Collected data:
···
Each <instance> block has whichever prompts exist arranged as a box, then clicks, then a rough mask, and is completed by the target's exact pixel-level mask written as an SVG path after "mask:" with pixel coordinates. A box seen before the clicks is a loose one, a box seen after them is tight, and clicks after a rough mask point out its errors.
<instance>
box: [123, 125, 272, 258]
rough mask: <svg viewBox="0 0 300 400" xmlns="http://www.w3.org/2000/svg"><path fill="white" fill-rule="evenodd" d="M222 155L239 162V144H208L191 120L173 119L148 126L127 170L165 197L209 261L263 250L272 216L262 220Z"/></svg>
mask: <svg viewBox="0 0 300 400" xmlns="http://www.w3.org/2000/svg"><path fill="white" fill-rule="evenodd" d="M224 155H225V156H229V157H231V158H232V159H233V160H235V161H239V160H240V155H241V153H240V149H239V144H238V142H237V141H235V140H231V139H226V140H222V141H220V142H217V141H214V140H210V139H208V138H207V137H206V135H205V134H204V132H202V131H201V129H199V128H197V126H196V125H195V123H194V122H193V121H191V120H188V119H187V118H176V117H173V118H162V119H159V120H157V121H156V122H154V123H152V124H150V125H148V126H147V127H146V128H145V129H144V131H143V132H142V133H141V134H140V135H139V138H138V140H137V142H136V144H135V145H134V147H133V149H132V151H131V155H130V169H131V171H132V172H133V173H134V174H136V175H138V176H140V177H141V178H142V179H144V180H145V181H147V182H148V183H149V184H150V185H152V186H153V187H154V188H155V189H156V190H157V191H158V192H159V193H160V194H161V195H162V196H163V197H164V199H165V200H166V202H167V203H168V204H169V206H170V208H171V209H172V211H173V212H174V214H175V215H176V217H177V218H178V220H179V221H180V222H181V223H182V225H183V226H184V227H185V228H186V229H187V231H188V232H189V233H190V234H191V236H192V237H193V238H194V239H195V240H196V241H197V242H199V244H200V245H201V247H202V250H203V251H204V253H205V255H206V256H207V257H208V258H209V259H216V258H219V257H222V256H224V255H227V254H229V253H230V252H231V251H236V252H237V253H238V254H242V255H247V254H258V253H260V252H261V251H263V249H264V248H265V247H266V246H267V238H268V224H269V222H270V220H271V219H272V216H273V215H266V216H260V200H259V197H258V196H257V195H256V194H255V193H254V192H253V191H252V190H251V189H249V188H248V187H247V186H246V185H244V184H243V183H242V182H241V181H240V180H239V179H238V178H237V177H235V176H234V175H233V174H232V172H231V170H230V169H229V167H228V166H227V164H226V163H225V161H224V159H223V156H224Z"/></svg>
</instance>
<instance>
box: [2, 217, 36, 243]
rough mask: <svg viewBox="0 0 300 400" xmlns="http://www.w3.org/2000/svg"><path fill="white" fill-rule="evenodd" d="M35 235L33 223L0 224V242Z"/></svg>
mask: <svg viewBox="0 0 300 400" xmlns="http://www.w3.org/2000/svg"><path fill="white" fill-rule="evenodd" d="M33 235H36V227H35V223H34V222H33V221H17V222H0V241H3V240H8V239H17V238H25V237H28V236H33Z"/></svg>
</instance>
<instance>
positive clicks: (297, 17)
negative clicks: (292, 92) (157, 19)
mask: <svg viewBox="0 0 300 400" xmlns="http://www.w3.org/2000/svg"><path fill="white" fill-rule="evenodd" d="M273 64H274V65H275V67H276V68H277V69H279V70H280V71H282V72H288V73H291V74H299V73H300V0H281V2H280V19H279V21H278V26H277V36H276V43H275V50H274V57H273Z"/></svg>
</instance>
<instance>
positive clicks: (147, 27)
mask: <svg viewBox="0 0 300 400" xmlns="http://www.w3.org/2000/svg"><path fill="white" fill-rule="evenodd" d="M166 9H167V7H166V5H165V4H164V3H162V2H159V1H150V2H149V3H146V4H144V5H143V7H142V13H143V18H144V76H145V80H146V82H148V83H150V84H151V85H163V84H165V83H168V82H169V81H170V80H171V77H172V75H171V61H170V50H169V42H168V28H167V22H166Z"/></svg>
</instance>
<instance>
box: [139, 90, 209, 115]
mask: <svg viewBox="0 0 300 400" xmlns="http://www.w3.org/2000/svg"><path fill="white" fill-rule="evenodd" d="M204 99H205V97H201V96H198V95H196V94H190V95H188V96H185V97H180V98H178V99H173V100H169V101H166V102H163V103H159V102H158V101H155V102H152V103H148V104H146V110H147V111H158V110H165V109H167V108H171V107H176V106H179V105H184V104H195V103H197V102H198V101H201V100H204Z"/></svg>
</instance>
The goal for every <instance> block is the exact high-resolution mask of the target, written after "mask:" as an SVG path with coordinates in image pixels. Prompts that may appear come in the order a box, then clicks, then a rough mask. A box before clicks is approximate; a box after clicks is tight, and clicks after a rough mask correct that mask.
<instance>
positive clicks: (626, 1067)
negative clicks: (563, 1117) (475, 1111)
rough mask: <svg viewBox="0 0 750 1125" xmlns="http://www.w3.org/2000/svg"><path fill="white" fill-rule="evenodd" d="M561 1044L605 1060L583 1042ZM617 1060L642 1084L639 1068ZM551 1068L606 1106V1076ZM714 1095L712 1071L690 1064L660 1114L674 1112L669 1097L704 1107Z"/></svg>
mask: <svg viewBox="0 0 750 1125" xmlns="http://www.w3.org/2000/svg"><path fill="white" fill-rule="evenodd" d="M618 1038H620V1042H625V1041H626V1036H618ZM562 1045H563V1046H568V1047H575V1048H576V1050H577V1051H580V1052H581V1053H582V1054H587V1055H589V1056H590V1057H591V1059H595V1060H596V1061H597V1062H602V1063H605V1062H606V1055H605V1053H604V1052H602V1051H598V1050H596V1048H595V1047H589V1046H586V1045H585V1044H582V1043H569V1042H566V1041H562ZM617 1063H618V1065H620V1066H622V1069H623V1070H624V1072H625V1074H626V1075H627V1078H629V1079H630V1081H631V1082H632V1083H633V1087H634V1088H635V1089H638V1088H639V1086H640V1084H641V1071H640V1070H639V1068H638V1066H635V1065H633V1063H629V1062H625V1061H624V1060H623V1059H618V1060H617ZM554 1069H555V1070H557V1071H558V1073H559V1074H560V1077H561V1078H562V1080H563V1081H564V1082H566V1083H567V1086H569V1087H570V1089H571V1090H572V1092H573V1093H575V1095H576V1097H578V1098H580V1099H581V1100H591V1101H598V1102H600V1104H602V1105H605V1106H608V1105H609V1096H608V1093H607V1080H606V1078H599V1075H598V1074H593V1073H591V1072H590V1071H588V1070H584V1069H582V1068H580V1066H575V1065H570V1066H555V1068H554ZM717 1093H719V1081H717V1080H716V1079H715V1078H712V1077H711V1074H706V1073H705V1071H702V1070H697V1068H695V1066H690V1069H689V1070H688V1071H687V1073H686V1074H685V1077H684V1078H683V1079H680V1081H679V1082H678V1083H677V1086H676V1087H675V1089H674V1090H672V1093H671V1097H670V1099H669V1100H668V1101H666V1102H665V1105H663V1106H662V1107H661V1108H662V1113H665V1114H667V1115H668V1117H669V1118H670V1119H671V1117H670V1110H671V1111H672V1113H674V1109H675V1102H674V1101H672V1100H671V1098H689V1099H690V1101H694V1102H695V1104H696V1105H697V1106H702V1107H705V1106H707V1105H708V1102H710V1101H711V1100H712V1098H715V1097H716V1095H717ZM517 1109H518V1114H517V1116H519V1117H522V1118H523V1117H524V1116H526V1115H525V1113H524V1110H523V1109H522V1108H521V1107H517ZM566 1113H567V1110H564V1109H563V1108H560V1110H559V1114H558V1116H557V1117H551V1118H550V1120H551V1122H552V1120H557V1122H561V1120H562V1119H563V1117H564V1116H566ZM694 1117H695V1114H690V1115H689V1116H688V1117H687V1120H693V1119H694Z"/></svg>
···
**Problem details:**
Rewrite everything from the start of the lines above down to the line containing "box: [123, 125, 272, 258]", changing "rough mask" to "coarse mask" and leaving all else unchanged. Return only those lines.

**Answer:**
Each <instance> block has whichever prompts exist arranged as a box, then clicks, then a coarse mask, and is completed by the target's exact pixel-level mask written as an SVG path after "mask:" with pixel coordinates. A box seen before the clicks is a loose one, a box seen after them is tight, and clicks after a coarse mask point out its errors.
<instance>
box: [123, 125, 272, 258]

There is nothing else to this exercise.